─── EXTRACTED TEXT

Alfred Verdross founded the pivotal cause of compliance on what is popularly regarded as the Grotian commonality of interests and values which drives states to honour agreements they enter into. As such, states obey international law because they have a common beneficial interest, which can be attained by obedience to international legal rules. Perhaps building on this, Brierly refused to predicate reliance on either natural law or positivist consent as sources of legal obligation. He therefore suggested the need to preserve solidarity with one’s fellow states as the reason for compliance.

Some authors have also argued that the declaration of friendly relations (consensus) between nations is what accounts for compliance. For instance, Malcolm Shaw indicates that states do not restrict their behavior to what is legally required but rather pursue a line of conduct purely through a feeling of goodwill and in the hope of reciprocal benefits.

Abraham Chayes and Antonia Chayes take the firm stance that nations are pulled towards compliance not for fear of sanctions but because of the dynamics created by the treaty regimes to which they are part. This view appears to reiterate the argument on the basis of consent that nations obey international law rules because they have consented to those rules through treaties which have imposed upon them the obligation of compliance. In sharp contrast, Prof. Thomas Franck argues that the key to compliance lies largely in the fairness of international rules themselves. As such, nations obey “powerless rules” because of considerations of legitimacy (right process) and distributive justice. In Franck’s view, anything short of this would usually not be complied with by states.

These two opposing arguments by the Chayeses and Franck have been objected to by Harold Koh who posits rather that these two arguments fail to address “a thoroughgoing account of transnational legal process: the complex process of institutional interaction whereby global norms are not just debated and interpreted, but ultimately internalized by domestic legal systems.” He adds that they fail “to describe the pathways whereby a “managerial” discourse or “fair” international rule penetrates into a domestic legal system, thus becoming part of that nation’s internal value set.” He therefore concludes that “this overlooked process of interaction, interpretation, and internalization of international norms into domestic legal systems is pivotal to understanding why nations “obey” international law, rather than merely conform their behavior to it when convenient.”

To some extent, I disagree with the postulation by Harold Koh in the sense that he appears to have misapprehended what the whole idea of compliance entails. This is because his consideration of compliance is conflated with the issue of implementation, whereas the two relate to different things altogether. As Prof. Harold K. Jacobson and Prof. Edith Brown Weiss identify, implementation has to do with the means by which international legal norms are transformed into domestic legal rules, thereby forming a part of the legal system of the state concerned. On the other hand, compliance has to do primarily with whether states do abide by the terms of international legal norms.

──────

--- REQUIRED TASKS ---
1. According to the passage on why states comply with international law, where does Prof. Thomas Franck say the key to compliance largely lies?
2. Carry on the passage on why states comply with international law, picking up after its final sentence.
The lines after this passage come from a different source.

─── PROVIDED DATA

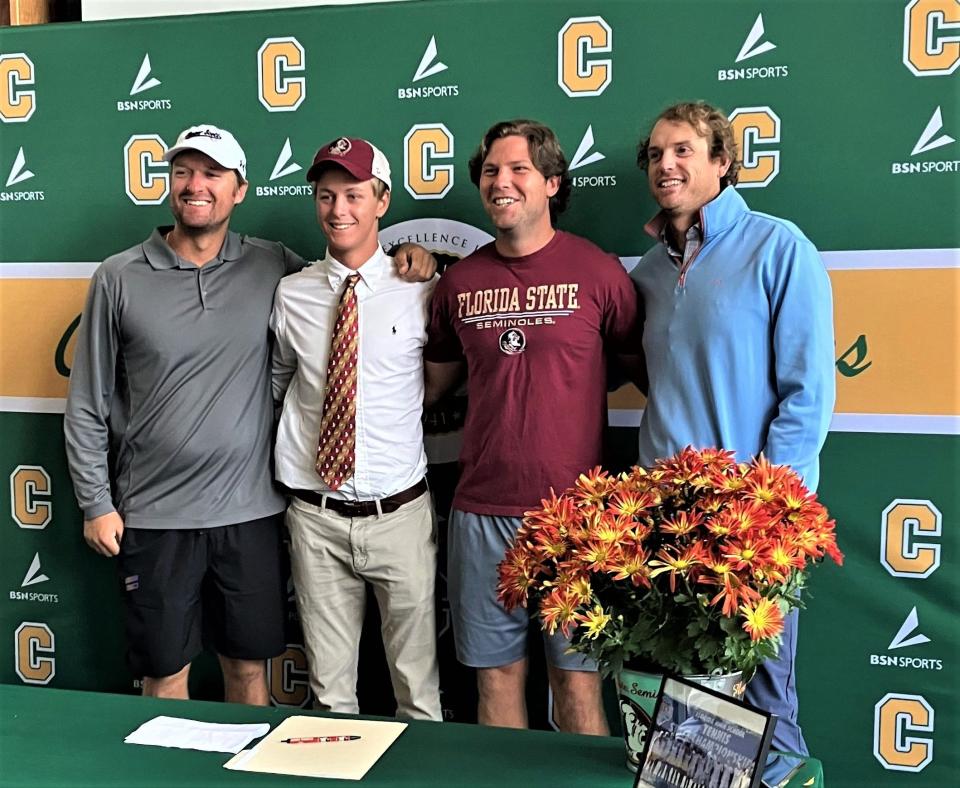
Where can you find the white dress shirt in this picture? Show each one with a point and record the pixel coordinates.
(393, 316)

──────

--- RESULTS OF THE EXERCISE ---
1. In the fairness of the international rules themselves.

2.
Accordingly, whereas states may obey international legal norms that are incorporated into their system, it does not remove possibilities of obedience to international laws which may not yet be domesticated. Again, states may obey international legal rules, although they have not been incorporated into the domestic legal system.

Put differently, Article 75(2) of the 1992 Constitution of Ghana for instance requires that treaties entered into by the Executive be ratified by Parliament through at least one of two means provided thereunder: ratification by an Act of Parliament or a resolution supported by more than half of all members of Parliament. However, under international law as encapsulated in Article 27 of the Vienna Convention on the Law of Treaties (VCLT), a state party to a treaty “may not invoke the provisions of its internal law as justification for its failure to perform a treaty.” This means that as far as international law is concerned, compliance and internalization of international legal obligations are poles apart. Whereas the latter may sometimes lead to the former, it is not always the case that internalized laws will be complied with. Conversely, there are also instances where international legal rules are complied with, although they have not gained the effect of law in the domestic legal system.

Moving on, if one were to consider the compliance question critically, it would appear that whereas a variety of factors may account for compliance with international law principles, there is one compelling reason that can be said to be the crème de la crème of compliance with international law rules. To wit, I refer here to the factor of the self-interest of the state.

In any real sense, a nation would abide by international law rules because of its self interest. This can manifest itself in a number of forms. It can be as a result of the fact that the consequences of non-compliance will be disastrous to the nation in question or rather that performance of the international legal obligation confers a benefit on the nation. In other words, considering the proposed grounds for compliance identified above, if one examines them to their full effect, it will be revealed that those grounds would be rooted in the conferment of some benefit on the state or the avoidance of something that will be adverse to the interest of a state.

For instance, if fear of sanctions motivates a state to comply with its international obligations, it is because the sanctions that may result from non-compliance may be perilous to the nation. Similarly, obeying international legal obligations for purposes of reciprocal benefits translates into the self-interest of the state, since the reciprocal benefits will be a matter of great interest to the state. Again, a state may obey international law rule by reason of the fact that it has expressed itself to be bound by it. And ordinarily, a state will not consent to be bound by any rule that does not confer a benefit on it. Even if it does not confer a benefit on the state, at least it must not be adverse to the state’s interest. That is the point where the self-interest of a state becomes the principal factor that determines whether or not a state would obey international law rules.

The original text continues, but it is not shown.